_WRITTEN PROBLEM_: Please write out exactly the lines that begin at the line containing "Wanted | a point on the chapel, one" and run to the end of the records.

_ENTRIES PROVIDED_:
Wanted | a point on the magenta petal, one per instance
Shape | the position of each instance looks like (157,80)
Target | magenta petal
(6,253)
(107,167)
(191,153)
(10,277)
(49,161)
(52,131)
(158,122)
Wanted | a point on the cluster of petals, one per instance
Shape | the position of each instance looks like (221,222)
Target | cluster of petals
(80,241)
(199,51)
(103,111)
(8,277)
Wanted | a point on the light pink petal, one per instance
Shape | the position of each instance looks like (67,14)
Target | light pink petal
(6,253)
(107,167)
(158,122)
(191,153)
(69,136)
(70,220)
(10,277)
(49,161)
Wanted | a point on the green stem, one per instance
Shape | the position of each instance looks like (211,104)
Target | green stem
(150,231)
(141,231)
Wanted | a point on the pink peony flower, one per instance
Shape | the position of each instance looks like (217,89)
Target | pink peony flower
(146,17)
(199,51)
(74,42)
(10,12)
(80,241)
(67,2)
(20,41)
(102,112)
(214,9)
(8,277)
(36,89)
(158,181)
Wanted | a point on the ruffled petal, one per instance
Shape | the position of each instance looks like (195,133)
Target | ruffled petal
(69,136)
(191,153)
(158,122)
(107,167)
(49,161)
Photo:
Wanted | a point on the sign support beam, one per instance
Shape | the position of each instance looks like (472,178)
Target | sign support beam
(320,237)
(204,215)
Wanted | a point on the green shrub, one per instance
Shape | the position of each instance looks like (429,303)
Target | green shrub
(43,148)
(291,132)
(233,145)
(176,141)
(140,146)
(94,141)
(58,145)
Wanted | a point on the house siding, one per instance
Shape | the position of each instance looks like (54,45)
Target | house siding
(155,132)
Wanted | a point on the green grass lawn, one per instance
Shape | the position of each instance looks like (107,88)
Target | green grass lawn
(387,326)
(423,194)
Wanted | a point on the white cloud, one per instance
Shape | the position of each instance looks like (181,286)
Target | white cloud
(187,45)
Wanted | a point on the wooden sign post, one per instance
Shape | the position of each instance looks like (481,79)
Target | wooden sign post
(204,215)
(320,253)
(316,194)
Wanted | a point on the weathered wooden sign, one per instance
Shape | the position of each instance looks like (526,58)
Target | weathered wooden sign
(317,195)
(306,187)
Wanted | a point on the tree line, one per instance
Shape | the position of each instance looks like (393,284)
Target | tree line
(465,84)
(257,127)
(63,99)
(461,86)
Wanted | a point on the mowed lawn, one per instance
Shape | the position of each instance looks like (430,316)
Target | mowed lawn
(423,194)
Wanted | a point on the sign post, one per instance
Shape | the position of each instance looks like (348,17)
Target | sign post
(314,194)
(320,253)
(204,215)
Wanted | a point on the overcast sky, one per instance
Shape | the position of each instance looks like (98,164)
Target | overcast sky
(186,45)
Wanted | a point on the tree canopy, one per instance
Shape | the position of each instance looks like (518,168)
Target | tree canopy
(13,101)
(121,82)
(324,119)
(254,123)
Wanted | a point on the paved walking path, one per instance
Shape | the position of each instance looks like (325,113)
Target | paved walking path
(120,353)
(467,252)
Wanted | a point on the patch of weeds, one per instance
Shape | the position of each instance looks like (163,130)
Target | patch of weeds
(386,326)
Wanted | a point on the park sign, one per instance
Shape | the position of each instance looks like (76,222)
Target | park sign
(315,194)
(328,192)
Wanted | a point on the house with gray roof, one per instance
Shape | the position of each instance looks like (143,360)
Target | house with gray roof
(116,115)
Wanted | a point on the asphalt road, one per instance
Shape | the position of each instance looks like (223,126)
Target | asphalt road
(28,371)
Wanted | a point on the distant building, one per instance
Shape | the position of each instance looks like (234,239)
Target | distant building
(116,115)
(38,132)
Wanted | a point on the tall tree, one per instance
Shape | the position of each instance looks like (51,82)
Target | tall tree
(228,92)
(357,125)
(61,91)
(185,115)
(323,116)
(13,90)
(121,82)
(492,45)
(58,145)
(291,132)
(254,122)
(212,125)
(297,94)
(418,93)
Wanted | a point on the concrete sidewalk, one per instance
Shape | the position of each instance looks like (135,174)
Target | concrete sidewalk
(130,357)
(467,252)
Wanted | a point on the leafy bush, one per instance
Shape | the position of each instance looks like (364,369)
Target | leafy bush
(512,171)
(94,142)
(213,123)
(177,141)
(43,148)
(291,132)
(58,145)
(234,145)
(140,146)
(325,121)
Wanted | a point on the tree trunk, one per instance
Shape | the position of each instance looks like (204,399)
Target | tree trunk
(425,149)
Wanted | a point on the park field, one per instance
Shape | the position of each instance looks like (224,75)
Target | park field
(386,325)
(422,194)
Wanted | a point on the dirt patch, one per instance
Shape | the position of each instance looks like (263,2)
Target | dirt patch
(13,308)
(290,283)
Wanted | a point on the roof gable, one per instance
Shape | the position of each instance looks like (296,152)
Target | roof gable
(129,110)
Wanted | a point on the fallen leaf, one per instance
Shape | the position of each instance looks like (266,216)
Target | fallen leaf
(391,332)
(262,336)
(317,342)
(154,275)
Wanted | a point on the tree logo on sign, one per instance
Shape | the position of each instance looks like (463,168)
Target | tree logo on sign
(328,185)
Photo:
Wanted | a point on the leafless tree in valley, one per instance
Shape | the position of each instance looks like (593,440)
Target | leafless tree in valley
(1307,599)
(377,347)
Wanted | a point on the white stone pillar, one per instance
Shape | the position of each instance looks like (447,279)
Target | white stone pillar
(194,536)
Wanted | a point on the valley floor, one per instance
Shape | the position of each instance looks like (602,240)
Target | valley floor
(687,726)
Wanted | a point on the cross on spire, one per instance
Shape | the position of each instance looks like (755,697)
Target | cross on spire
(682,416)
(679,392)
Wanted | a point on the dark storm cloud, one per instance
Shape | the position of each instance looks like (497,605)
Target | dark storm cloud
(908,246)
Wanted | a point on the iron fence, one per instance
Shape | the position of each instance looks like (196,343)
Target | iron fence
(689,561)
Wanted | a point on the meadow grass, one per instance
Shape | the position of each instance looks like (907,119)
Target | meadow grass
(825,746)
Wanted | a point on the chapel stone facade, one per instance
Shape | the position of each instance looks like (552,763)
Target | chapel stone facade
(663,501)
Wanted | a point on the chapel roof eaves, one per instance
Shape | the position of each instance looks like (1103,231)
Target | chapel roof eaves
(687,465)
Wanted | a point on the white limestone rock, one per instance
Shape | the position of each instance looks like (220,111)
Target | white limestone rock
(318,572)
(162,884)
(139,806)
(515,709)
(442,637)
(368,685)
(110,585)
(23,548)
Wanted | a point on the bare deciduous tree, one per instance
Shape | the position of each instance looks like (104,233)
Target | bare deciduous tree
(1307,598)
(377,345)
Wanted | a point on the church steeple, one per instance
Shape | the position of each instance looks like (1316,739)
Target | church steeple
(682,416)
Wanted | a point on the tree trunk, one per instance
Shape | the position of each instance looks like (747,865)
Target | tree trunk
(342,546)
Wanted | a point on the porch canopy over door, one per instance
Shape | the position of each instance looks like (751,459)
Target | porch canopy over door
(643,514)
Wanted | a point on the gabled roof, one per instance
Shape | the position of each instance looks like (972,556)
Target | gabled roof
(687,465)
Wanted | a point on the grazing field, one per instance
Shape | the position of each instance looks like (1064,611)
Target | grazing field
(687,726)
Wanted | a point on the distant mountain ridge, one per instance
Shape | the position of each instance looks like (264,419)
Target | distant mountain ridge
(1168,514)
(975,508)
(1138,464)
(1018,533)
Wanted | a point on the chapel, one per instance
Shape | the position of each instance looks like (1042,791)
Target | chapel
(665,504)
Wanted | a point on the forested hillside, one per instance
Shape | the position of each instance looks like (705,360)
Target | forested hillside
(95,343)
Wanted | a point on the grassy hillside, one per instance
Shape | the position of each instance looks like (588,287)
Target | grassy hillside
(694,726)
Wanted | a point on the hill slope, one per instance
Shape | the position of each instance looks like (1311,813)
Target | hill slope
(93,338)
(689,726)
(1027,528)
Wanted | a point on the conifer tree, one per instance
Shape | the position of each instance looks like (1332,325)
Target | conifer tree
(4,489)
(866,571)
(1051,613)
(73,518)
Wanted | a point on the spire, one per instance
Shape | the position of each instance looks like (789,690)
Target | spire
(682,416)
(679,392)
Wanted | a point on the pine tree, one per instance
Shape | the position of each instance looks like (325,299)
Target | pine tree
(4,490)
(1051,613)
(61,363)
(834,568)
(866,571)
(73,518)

_EXPECTED ANSWER_:
Wanted | a point on the chapel, one per instance
Shape | the position of each instance looks like (1042,791)
Target | chapel
(665,504)
Wanted | a point on the forested hillside, one per instance
Shape | the position of each instance looks like (705,360)
Target | forested hillside
(95,343)
Wanted | a point on the grassy hillside, one per instance
Shape | the position of each instance looks like (588,287)
Target | grassy hillside
(694,726)
Wanted | a point on the hill slope, one per instance
Shape | the position of each instance looks like (1311,813)
Target | hill slope
(93,338)
(689,726)
(1027,528)
Wanted | a point on the conifer tree, one per instance
Shape | the position of each instance looks like (1332,325)
Target | conifer tree
(4,489)
(866,571)
(1051,613)
(73,518)
Wanted | a point on the spire, one per instance
Shape | the position of each instance looks like (789,690)
Target | spire
(682,416)
(679,392)
Wanted | a point on the pine tree, one per instance
Shape | the position of each instance looks like (325,299)
Target | pine tree
(4,490)
(1051,613)
(61,363)
(834,568)
(866,571)
(73,518)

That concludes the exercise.